_Bereitgestellter Text_
* * * *

Regionale Unterschiede bei der Prüfung
Ein Verstoß gegen diese Vorgaben führt jedoch weiter zu einer Prüfung der Wirksamkeit der angedrohten Kündigung durch die Agentur. Dann ist es die Entscheidung des zuständigen Sachbearbeiters, ob er eine Sperrzeit verhängt oder nicht. Die Intensität der Prüfung unterscheidet sich dabei regional sehr stark. Immer zu einer Sperrzeit führen Aufhebungsverträge, die einer verhaltensbedingten Kündigung zuvorkommen sollen. An dieser Stelle hat sich durch die neue Geschäftsanweisung nichts geändert.
Insgesamt erleichtert die neue Geschäftsanweisung den Abschluss von Aufhebungsverträgen und bietet Sicherheit für die Vertragsparteien. Ganz pragmatisch können Arbeitnehmer auch mit dem Entwurf eines Vertrages zum zuständigen Sachbearbeiter gehen und den Entwurf auf vor dem Hintergrund des Sperrzeitrisikos prüfen lassen. Allerdings sollte in diesem Fall klargestellt sein, dass dem Arbeitnehmer der Vertrag angetragen wurde und er sich noch nicht mit dem Abschluss einverstanden erklärt hat.

* * * *

_Zu erledigen_
[1] Nenne in der Reihenfolge ihres Auftretens jedes Wort aus dem Text zu Aufhebungsverträgen, das ohne Rücksicht auf Groß- und Kleinschreibung die Zeichenfolge „vertrag“ oder „verträg“ enthält.
[2] Übersetze den Satz „Die Intensität der Prüfung unterscheidet sich dabei regional sehr stark.“ aus dem Text zu Aufhebungsverträgen ins Englische.
[3] Schreibe den Text zu Aufhebungsverträgen im Anschluss an seinen letzten Satz weiter.

_Rohdaten_
* * * *

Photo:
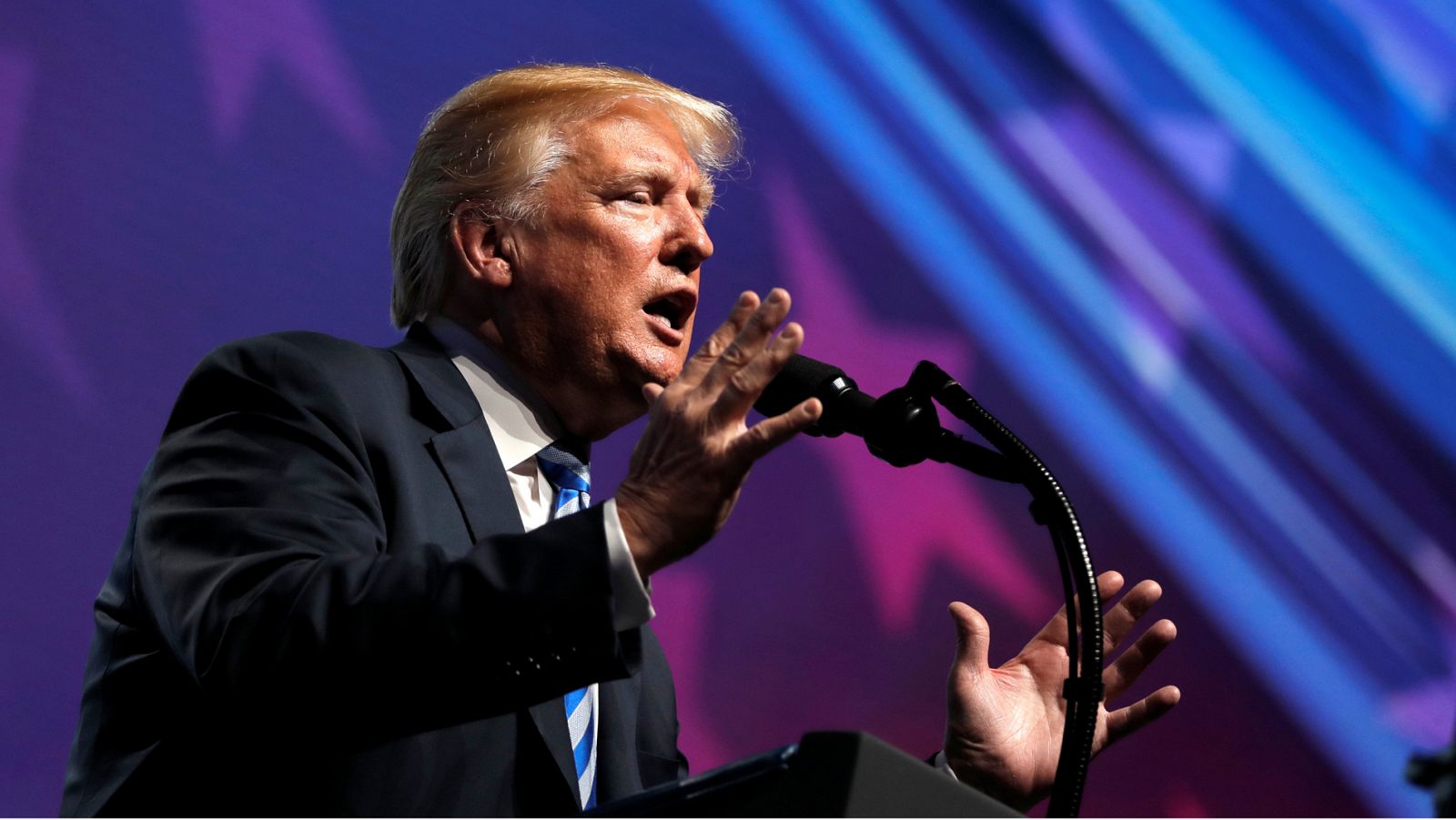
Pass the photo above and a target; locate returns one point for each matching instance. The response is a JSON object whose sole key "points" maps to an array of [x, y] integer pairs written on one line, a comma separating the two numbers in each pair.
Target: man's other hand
{"points": [[695, 453], [1004, 732]]}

* * * *

_Ergebnisse je Aufgabe_
[1] Aufhebungsverträge, Aufhebungsverträgen, Vertragsparteien, Vertrages, Vertrag

[2] The intensity of the review varies greatly from region to region.

[3]
Abschluss am Arbeitsplatz
Ein brisanter Aspekt von Aufhebungsverträgen war und bleibt stets der Widerruf, der ohne Angabe von Gründen möglich ist. Insbesondere für den Arbeitgeber besteht daher das Risiko, dass er den Arbeitnehmer wieder beschäftigen muss, schließlich ist das gesamte Vertragsverhältnis rückabzuwickeln.
Allerdings besteht in dem typischen Fall, in dem der Aufhebungsvertrag am Arbeitsplatz, also im Büro des Personalleiters oder Chefs geschlossen wird, auch nach der Neufassung der §§ 312 ff. BGB kein Widerrufsrecht. Ein Abschluss oder die entscheidende Vorbereitung des Vertrages außerhalb der Räumlichkeiten des Arbeitgebers dürfte allerdings das Recht zum Widerruf bedeuten.
Martin Biebl ist Rechtsanwalt bei Beiten Burkhardt in München. Er berät unter anderem in den Branchen Medien, der Gesundheit und Produktion. Zu seinen Beratungsschwerpunkten gehören neben der Beendigung von Arbeitsverhältnissen die Begleitung von Betriebsänderungen und Restrukturierungen.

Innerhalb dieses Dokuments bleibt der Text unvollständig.